Key Takeaways
- OpenAI’s breakdown of romance scams shows how AI-generated personas and targeted ads are used to manipulate men emotionally and financially.
- OpenAI highlighted social platforms as a new frontier for threat actors as scammers take advantage of targeted ads and hybrid human/AI messaging.
- The full fallout of Klub Romantis is unclear, but OpenAI’s report highlights the escalating arms race between AI and romance scammers.
OpenAI has zeroed in on romance scams as a dominant misuse of its AI models, including ChatGPT.
The AI research company detailed a specific incident in a report titled “Disrupting Malicious Uses of our Models.” Within the last year, OpenAI discovered that a Cambodia-based “network of accounts” used AI to create a fake dating agency called Klub Romantis.
When investigating the scam, OpenAI found that the scammers were combining human prompts with AI automation, a move it called “unusual,” most likely because scammers typically want the process to be more automated, not less.
Blending AI and human intelligence suggests that some scammers are willing to sacrifice speed for more human-sounding and believable communication with targets.
Klub Romantis may have been uncovered as a scam, but OpenAI posits that hundreds of men may still be suffering from the financial and emotional fallout.
The Ping, the Zing, and the Sting
OpenAI broke the scamming process down into three steps: “The ping, the zing, and the sting.”
The “ping” is when a scammer initially reaches out to the masses — a cold call, if you will. In Klub Romantis’ case, men who searched for terms like “golf” and “yachts” and “fine dining” were more likely to come across paid ads for the fake dating agency — that’s the ping.
Clicking on the ads was only the beginning for these men. The scam deepened when they spoke to what turned out to be an AI-generated receptionist, whose warm, flirty tone endeared them to Klub Romantis.
This describes “the zing,” or when the scammer attempts to pull at the target’s heartstrings, generate a spark, or otherwise motivate them to engage.

→ Required action: Reproduce the article on romance scams word for word, from "Blending AI and" up to and including "and emotional fallout.".

→ Information shown:
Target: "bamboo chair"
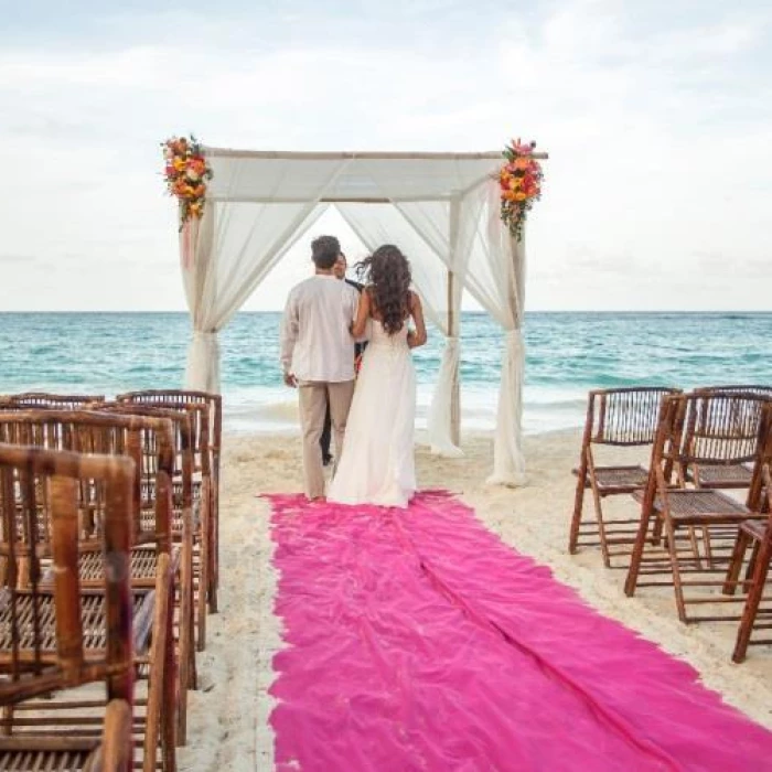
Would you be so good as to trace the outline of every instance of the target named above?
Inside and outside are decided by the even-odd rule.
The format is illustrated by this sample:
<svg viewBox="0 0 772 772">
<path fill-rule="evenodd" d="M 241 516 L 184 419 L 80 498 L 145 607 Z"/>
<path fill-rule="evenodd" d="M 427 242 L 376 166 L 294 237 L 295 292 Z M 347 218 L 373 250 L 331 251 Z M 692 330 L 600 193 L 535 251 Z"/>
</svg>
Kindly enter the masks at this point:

---

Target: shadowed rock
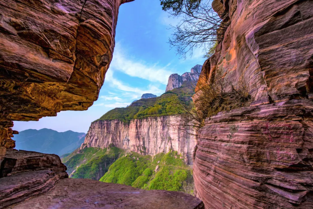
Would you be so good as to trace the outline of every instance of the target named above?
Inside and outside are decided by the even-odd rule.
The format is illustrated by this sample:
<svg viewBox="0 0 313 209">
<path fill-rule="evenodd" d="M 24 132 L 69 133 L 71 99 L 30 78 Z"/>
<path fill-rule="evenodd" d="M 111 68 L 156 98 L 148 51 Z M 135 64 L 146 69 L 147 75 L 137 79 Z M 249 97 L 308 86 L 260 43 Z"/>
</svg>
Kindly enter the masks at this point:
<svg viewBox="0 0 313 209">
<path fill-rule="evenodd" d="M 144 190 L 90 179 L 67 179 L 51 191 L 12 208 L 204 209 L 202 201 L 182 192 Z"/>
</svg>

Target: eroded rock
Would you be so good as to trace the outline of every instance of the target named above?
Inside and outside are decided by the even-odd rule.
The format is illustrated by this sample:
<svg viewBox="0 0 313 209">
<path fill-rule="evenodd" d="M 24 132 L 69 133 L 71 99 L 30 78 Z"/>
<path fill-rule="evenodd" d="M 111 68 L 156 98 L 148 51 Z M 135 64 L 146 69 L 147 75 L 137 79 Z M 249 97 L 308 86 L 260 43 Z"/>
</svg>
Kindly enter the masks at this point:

→ Exercise response:
Blending AI and human intelligence suggests that some scammers are willing to sacrifice speed for more human-sounding and believable communication with targets.
Klub Romantis may have been uncovered as a scam, but OpenAI posits that hundreds of men may still be suffering from the financial and emotional fallout.